EXTRACTED RECORDS:
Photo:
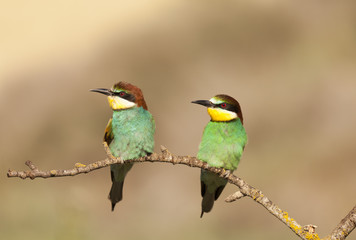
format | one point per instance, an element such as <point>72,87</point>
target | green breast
<point>133,131</point>
<point>222,144</point>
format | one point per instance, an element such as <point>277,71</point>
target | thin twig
<point>307,232</point>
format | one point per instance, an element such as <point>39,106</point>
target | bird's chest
<point>128,131</point>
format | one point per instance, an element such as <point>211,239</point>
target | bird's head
<point>222,108</point>
<point>123,95</point>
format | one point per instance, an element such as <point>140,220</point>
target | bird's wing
<point>108,136</point>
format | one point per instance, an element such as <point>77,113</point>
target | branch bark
<point>304,232</point>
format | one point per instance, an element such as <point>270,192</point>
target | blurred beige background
<point>291,65</point>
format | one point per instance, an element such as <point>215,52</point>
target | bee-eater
<point>129,133</point>
<point>222,144</point>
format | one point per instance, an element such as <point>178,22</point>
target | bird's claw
<point>79,165</point>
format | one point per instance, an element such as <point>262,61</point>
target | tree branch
<point>307,232</point>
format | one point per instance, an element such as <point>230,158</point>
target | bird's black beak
<point>102,91</point>
<point>205,103</point>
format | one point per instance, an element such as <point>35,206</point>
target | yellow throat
<point>117,103</point>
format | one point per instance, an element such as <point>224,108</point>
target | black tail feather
<point>115,194</point>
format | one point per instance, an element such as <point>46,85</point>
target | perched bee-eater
<point>222,144</point>
<point>129,133</point>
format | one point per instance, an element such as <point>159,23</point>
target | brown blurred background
<point>291,65</point>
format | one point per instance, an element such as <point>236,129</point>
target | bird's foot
<point>79,165</point>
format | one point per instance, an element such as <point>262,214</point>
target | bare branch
<point>306,232</point>
<point>345,227</point>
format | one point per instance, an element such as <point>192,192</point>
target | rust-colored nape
<point>234,103</point>
<point>139,99</point>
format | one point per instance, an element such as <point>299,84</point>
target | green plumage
<point>130,135</point>
<point>221,146</point>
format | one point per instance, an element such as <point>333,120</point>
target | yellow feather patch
<point>117,103</point>
<point>221,115</point>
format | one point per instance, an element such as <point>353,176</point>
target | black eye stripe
<point>228,107</point>
<point>125,95</point>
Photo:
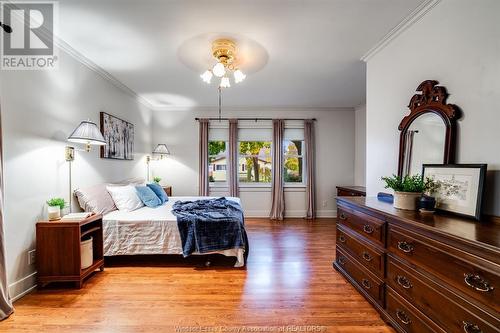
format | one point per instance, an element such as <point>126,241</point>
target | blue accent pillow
<point>159,191</point>
<point>147,196</point>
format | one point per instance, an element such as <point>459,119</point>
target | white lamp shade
<point>161,149</point>
<point>207,76</point>
<point>239,76</point>
<point>87,133</point>
<point>219,70</point>
<point>224,82</point>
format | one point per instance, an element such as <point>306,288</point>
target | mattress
<point>151,231</point>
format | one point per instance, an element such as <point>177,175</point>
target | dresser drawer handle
<point>367,256</point>
<point>471,328</point>
<point>404,282</point>
<point>405,247</point>
<point>403,317</point>
<point>368,229</point>
<point>477,282</point>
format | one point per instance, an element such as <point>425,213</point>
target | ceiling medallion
<point>225,53</point>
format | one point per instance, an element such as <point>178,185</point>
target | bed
<point>153,231</point>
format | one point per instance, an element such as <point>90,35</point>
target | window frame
<point>224,184</point>
<point>254,184</point>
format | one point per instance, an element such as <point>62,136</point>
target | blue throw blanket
<point>209,225</point>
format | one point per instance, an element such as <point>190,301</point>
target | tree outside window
<point>255,162</point>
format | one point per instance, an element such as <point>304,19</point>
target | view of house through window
<point>293,161</point>
<point>217,161</point>
<point>255,162</point>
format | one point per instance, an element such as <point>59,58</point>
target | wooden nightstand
<point>168,190</point>
<point>58,252</point>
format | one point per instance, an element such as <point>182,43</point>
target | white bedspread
<point>150,231</point>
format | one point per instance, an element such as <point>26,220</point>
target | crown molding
<point>214,108</point>
<point>68,49</point>
<point>415,16</point>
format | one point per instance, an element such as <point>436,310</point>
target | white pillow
<point>125,197</point>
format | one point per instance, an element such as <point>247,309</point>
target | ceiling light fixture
<point>224,52</point>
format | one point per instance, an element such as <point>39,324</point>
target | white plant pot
<point>54,213</point>
<point>406,200</point>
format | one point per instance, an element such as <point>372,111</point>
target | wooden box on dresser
<point>423,273</point>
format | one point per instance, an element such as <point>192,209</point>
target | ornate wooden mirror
<point>428,133</point>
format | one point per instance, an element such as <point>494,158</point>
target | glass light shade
<point>87,133</point>
<point>207,76</point>
<point>239,76</point>
<point>219,70</point>
<point>161,149</point>
<point>224,82</point>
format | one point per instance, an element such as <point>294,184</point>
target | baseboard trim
<point>22,287</point>
<point>291,213</point>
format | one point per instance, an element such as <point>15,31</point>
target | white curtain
<point>233,158</point>
<point>310,167</point>
<point>5,303</point>
<point>203,156</point>
<point>278,195</point>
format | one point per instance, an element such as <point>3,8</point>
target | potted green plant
<point>54,208</point>
<point>407,190</point>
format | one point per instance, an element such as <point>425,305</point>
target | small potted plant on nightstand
<point>407,190</point>
<point>54,208</point>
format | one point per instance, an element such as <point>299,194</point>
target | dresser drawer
<point>438,303</point>
<point>409,319</point>
<point>372,285</point>
<point>366,225</point>
<point>368,255</point>
<point>480,280</point>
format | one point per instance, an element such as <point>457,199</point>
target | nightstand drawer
<point>436,300</point>
<point>364,224</point>
<point>368,255</point>
<point>364,279</point>
<point>453,266</point>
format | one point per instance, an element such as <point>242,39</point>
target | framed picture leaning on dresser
<point>461,187</point>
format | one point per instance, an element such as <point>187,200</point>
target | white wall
<point>39,110</point>
<point>458,44</point>
<point>360,145</point>
<point>334,154</point>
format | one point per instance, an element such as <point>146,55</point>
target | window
<point>217,162</point>
<point>255,162</point>
<point>293,161</point>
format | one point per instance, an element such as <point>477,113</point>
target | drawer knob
<point>404,282</point>
<point>367,256</point>
<point>368,229</point>
<point>477,282</point>
<point>471,328</point>
<point>405,247</point>
<point>403,317</point>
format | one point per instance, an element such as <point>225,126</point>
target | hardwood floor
<point>289,280</point>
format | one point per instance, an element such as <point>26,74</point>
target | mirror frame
<point>431,99</point>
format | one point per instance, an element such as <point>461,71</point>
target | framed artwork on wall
<point>119,136</point>
<point>461,187</point>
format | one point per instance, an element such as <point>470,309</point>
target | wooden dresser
<point>423,273</point>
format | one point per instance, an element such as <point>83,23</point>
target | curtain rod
<point>256,119</point>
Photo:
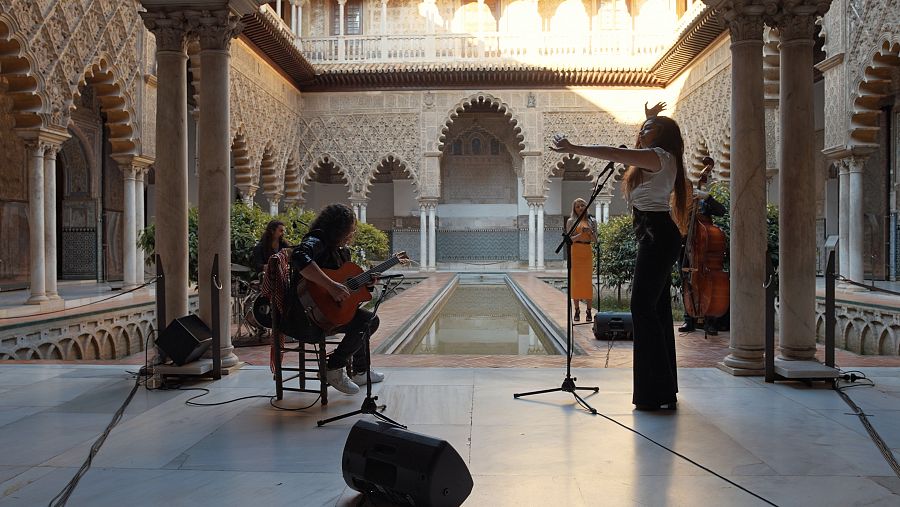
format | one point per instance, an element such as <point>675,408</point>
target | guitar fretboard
<point>365,277</point>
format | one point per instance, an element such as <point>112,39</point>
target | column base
<point>37,300</point>
<point>741,372</point>
<point>743,366</point>
<point>229,358</point>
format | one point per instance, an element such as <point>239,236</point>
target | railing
<point>540,48</point>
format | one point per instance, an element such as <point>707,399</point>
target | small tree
<point>618,250</point>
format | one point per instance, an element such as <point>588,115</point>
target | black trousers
<point>659,242</point>
<point>354,343</point>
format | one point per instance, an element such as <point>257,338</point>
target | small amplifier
<point>613,326</point>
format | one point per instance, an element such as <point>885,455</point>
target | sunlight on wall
<point>570,17</point>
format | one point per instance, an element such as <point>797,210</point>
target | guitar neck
<point>365,277</point>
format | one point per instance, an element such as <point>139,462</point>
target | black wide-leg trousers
<point>659,241</point>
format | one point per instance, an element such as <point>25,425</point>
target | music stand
<point>368,405</point>
<point>568,384</point>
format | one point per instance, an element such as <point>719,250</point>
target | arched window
<point>352,18</point>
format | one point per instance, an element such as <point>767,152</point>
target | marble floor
<point>788,443</point>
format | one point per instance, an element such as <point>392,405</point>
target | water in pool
<point>480,320</point>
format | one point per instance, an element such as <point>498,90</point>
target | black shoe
<point>672,405</point>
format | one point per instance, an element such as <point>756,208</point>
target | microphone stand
<point>368,405</point>
<point>568,384</point>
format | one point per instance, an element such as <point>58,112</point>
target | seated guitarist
<point>325,246</point>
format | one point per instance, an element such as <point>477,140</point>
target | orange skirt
<point>582,269</point>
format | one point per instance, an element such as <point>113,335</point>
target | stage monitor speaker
<point>185,339</point>
<point>403,467</point>
<point>613,326</point>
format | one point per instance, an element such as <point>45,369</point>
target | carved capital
<point>796,27</point>
<point>745,18</point>
<point>217,28</point>
<point>172,29</point>
<point>854,164</point>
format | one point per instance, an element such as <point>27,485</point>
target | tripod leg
<point>542,391</point>
<point>339,417</point>
<point>379,415</point>
<point>584,403</point>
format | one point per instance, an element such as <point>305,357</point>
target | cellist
<point>706,205</point>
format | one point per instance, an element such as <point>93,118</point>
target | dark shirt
<point>313,249</point>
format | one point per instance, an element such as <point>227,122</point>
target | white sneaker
<point>360,378</point>
<point>339,380</point>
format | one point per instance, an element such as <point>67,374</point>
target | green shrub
<point>247,225</point>
<point>618,250</point>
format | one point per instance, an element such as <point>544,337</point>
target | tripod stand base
<point>368,407</point>
<point>568,386</point>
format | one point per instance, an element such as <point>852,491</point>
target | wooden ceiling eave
<point>346,77</point>
<point>268,38</point>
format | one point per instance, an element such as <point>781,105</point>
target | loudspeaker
<point>185,339</point>
<point>404,467</point>
<point>613,326</point>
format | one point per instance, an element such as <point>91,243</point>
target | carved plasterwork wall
<point>357,143</point>
<point>873,29</point>
<point>597,127</point>
<point>703,109</point>
<point>265,112</point>
<point>71,42</point>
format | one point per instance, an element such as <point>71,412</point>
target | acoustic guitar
<point>329,314</point>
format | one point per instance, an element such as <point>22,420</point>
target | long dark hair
<point>669,138</point>
<point>266,239</point>
<point>333,224</point>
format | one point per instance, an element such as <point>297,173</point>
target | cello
<point>705,285</point>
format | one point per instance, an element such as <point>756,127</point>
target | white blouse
<point>655,188</point>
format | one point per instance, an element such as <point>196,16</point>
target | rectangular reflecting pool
<point>480,319</point>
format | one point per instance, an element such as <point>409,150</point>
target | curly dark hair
<point>333,224</point>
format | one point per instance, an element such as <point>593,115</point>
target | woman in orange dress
<point>582,237</point>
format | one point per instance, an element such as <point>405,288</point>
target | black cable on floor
<point>682,456</point>
<point>151,282</point>
<point>63,496</point>
<point>864,418</point>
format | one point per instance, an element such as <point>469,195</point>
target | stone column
<point>300,18</point>
<point>748,186</point>
<point>432,237</point>
<point>171,30</point>
<point>856,228</point>
<point>539,248</point>
<point>274,200</point>
<point>844,218</point>
<point>216,29</point>
<point>129,224</point>
<point>293,18</point>
<point>35,154</point>
<point>797,181</point>
<point>384,46</point>
<point>50,220</point>
<point>423,237</point>
<point>342,44</point>
<point>532,236</point>
<point>139,223</point>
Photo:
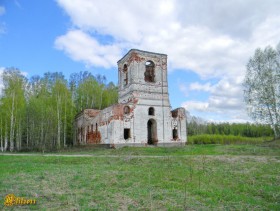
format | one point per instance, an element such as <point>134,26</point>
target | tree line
<point>197,126</point>
<point>38,113</point>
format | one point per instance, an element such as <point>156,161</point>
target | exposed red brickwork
<point>93,137</point>
<point>135,57</point>
<point>92,112</point>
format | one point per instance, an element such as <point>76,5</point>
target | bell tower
<point>143,75</point>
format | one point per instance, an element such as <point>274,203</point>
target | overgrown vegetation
<point>202,132</point>
<point>195,177</point>
<point>226,139</point>
<point>38,113</point>
<point>262,87</point>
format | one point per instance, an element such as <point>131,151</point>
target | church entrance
<point>152,131</point>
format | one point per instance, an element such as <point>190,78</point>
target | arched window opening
<point>151,111</point>
<point>150,71</point>
<point>175,134</point>
<point>126,110</point>
<point>126,133</point>
<point>126,74</point>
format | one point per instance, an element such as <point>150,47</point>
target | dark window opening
<point>126,74</point>
<point>175,134</point>
<point>151,111</point>
<point>126,110</point>
<point>126,134</point>
<point>152,132</point>
<point>150,71</point>
<point>175,114</point>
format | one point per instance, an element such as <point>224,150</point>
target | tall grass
<point>225,139</point>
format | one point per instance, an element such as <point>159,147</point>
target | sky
<point>208,43</point>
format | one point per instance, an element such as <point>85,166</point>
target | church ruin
<point>143,114</point>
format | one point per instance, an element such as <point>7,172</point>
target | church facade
<point>143,115</point>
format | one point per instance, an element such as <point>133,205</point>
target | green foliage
<point>37,114</point>
<point>225,139</point>
<point>262,87</point>
<point>235,129</point>
<point>185,178</point>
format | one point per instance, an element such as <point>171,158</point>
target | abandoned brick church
<point>143,114</point>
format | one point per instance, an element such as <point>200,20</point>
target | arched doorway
<point>152,131</point>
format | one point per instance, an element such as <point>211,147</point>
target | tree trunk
<point>6,138</point>
<point>12,125</point>
<point>1,138</point>
<point>65,126</point>
<point>58,122</point>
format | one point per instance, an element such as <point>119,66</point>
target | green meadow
<point>194,177</point>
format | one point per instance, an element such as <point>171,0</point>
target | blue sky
<point>208,43</point>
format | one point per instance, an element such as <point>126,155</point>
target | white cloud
<point>1,80</point>
<point>81,47</point>
<point>2,24</point>
<point>211,38</point>
<point>2,10</point>
<point>225,100</point>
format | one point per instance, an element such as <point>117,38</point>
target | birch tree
<point>262,87</point>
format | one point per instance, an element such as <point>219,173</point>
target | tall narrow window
<point>126,110</point>
<point>125,71</point>
<point>151,111</point>
<point>150,71</point>
<point>126,133</point>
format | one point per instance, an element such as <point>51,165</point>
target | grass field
<point>194,177</point>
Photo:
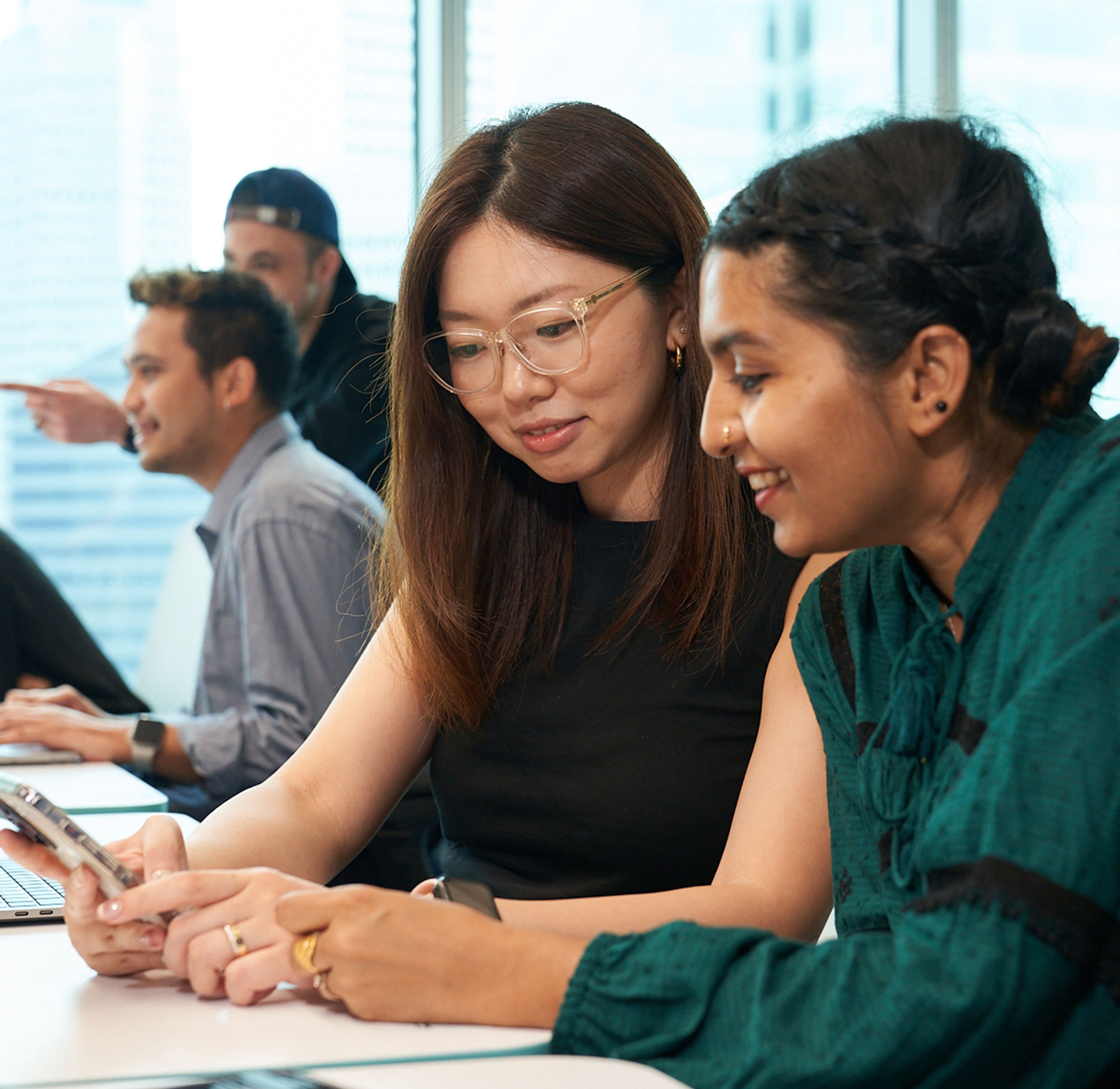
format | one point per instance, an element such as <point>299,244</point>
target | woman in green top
<point>892,370</point>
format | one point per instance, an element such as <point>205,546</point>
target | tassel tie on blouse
<point>896,766</point>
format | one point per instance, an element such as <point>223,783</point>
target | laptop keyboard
<point>22,890</point>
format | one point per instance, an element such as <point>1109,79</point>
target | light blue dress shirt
<point>288,534</point>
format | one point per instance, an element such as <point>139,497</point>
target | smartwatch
<point>146,740</point>
<point>470,893</point>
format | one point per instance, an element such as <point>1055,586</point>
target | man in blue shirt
<point>281,228</point>
<point>288,532</point>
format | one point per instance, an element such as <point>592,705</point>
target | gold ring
<point>237,943</point>
<point>320,983</point>
<point>303,953</point>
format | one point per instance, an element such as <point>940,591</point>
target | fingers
<point>23,388</point>
<point>112,952</point>
<point>34,856</point>
<point>188,889</point>
<point>214,969</point>
<point>163,847</point>
<point>251,978</point>
<point>302,913</point>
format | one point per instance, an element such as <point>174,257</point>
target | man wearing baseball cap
<point>281,228</point>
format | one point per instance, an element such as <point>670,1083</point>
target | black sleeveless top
<point>614,771</point>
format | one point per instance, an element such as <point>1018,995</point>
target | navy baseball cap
<point>287,199</point>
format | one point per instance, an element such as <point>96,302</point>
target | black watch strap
<point>470,893</point>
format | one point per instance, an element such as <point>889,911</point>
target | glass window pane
<point>725,84</point>
<point>125,125</point>
<point>1048,76</point>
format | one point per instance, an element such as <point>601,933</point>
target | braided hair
<point>911,223</point>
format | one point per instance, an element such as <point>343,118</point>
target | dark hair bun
<point>921,222</point>
<point>1049,361</point>
<point>1031,361</point>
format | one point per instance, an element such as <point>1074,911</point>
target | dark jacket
<point>40,634</point>
<point>340,396</point>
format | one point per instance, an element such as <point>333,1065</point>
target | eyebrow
<point>522,304</point>
<point>736,339</point>
<point>227,256</point>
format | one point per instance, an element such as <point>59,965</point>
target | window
<point>126,125</point>
<point>1048,76</point>
<point>715,81</point>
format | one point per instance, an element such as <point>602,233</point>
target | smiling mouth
<point>760,481</point>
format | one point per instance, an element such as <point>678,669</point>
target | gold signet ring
<point>303,953</point>
<point>320,983</point>
<point>237,943</point>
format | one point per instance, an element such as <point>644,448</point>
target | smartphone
<point>49,825</point>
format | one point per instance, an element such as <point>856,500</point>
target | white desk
<point>63,1023</point>
<point>96,788</point>
<point>511,1073</point>
<point>507,1073</point>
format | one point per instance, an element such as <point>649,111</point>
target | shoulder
<point>298,485</point>
<point>1069,567</point>
<point>837,617</point>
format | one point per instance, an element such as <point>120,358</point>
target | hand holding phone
<point>43,823</point>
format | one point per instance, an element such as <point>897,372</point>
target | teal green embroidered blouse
<point>975,812</point>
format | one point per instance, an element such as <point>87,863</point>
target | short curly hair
<point>229,315</point>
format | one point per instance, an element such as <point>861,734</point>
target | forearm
<point>269,825</point>
<point>961,997</point>
<point>173,762</point>
<point>732,905</point>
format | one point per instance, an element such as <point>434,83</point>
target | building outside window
<point>125,125</point>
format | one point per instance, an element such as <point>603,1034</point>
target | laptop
<point>18,753</point>
<point>27,898</point>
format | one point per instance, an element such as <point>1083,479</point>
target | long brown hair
<point>477,556</point>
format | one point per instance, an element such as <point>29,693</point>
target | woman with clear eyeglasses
<point>581,609</point>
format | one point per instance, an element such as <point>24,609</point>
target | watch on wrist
<point>146,740</point>
<point>471,893</point>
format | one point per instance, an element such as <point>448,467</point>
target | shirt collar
<point>268,437</point>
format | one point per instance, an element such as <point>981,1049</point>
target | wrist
<point>123,750</point>
<point>145,741</point>
<point>539,969</point>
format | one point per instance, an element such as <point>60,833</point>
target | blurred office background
<point>125,124</point>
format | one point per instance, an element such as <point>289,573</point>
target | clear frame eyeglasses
<point>548,340</point>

PROMPT: Given the records above, restate word for word only the lines starting at the one with "such as <point>196,16</point>" and ending at the one with "such as <point>469,195</point>".

COMPLETED TASK:
format | one point per instance, an element such as <point>196,16</point>
target | rectangular reflecting pool
<point>480,319</point>
format | one point per instance, an element such as <point>409,150</point>
target | curly dark hair
<point>333,224</point>
format | one point per instance, an element such as <point>593,115</point>
target | woman in orange dress
<point>582,237</point>
format | one point per instance, an element such as <point>405,288</point>
target | black cable on floor
<point>682,456</point>
<point>151,282</point>
<point>63,496</point>
<point>864,418</point>
format | one point per instance, an element such as <point>469,195</point>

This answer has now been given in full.